- **Passage présenté**

"""

Faire se lever un monde 

Mais parmi toutes les « curiosités » fourmillant dans le « cabinet des lettrés » de Gérard Macé, l’univers nervalien, qui modifie par le rêve les contours de la réalité, occuperait une place à part, comme en témoignent les cinq textes exemplaires qui composent Je suis l’autre. Aussi, on a envie de croire que la traduction par Gérard Macé, dans Colportage, du début de la Vita nuova de Dante ne serait pas sans rapport avec l’attrait qu’exerçait sur Gérard de Nerval ce « petit livre ». Vita nuova, insiste-t-il, et non vita nova, en latin, pour différencier la réalité des souvenirs et la façon dont l’opération poétique permet la résurrection du passé. Dante « sait que la mimesis du souvenir, le mot à mot servile à partir de la vie est une opération littéraire un peu vaine, inférieure en tout cas à l’opération poétique dans ce qu’elle a d’essentiel, et qui permet seule la résurrection du passé : non pas tel qu’il fut [vita nova], mais tel qu’il s’invente [vita nuova] ». On retrouverait beaucoup de Gérard Macé dans cette distinction, qui expliquerait également pourquoi il n’a pas besoin d’écrire de romans (dans l’acception barthésienne du terme). À Thierry Romagné, il répondait qu’écrire n’est pas forcément écrire des romans, comme on a tendance à le penser de plus en plus, et que l’imagination est autant à l’œuvre dans la poésie ou dans l’essai que dans bien des romans. « Écrire, c’est avec les mots susciter le réel, non l’évoquer à partir de ce qui est connu. C’est créer une sorte d’irisation, s’abandonner à un rythme musical, élaborer intérieurement des phrases qu’on mémorise, et dont on ne perçoit pas immédiatement l’enjeu et la portée. Écrire, ce n’est pas rédiger, écrire c’est poétiquement faire se lever un monde[2]. »

[1] Ridha Boulaâbi et Claude Coste (dir.), Les Mondes de Gérard Macé, Le Temps qu’il fait / Le Bruit du temps, 2018.
[2]. Dossier Gérard Macé, dans Europe, no 1051-1052, novembre-décembre 2016.

[Ouvrages de Gérard Macé cités ou mentionnés : Homère au royaume des morts a les yeux ouverts, Le Bruit du temps, 2015 ; Colportage, Gallimard, [coll. « Le Promeneur », 1998-2001], 2018 ; Bois dormant et autres poèmes en prose, Gallimard, coll. « Poésie », 2002 ; La mémoire aime chasser dans le noir, Gallimard, 1993 ; Rome ou le firmament [Fata Morgana, 1983], Le Temps qu’il fait, 2006, repris sous le titre Rome éphémère, Arléa, 2018 ; Le Manteau de Fortuny, [Gallimard, 1987], Le Bruit du temps, 2014 ; Le Dernier des Égyptiens, Gallimard, [1988], coll. « Folio », 1997 ; L’Autre Hémisphère du temps, Gallimard, coll. « L’un et l’autre », 1995 ; Un détour par l’Orient, Gallimard, coll. « Le Promeneur », 2001 ; Kyôto, un monde qui ressemble au monde, [Le Temps qu’il fait, 2011], Arléa, 2017 ; Je suis l’autre, Gallimard, coll. « Le Promeneur », 2007.]

"""

- **Travail demandé**
Recopiez fidèlement, dans le passage sur Gérard Macé, le segment allant de "[1] Ridha Boulaâbi" jusqu'à "no 1051-1052, novembre-décembre 2016.". Appuyez-vous uniquement sur le passage.

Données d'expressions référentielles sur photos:
"""

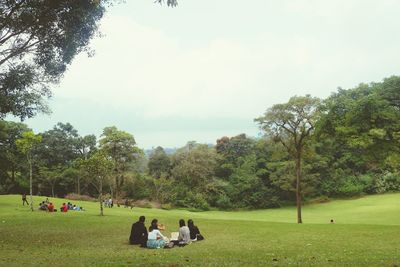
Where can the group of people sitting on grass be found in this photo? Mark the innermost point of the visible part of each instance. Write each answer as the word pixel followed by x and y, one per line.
pixel 70 206
pixel 46 205
pixel 155 239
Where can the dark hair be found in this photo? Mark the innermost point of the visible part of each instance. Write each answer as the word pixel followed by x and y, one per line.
pixel 153 225
pixel 190 223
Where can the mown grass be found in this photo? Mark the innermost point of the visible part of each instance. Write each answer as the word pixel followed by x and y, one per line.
pixel 366 233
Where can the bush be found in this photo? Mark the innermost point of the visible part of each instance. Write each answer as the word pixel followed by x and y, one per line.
pixel 388 182
pixel 224 202
pixel 352 186
pixel 166 206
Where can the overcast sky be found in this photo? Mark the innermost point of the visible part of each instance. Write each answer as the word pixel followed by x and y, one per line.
pixel 207 68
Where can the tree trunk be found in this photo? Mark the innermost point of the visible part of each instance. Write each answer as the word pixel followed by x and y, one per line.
pixel 101 202
pixel 298 186
pixel 79 185
pixel 52 190
pixel 30 181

"""

- **Zone de réponse**
[1] Ridha Boulaâbi et Claude Coste (dir.), Les Mondes de Gérard Macé, Le Temps qu’il fait / Le Bruit du temps, 2018.
[2]. Dossier Gérard Macé, dans Europe, no 1051-1052, novembre-décembre 2016.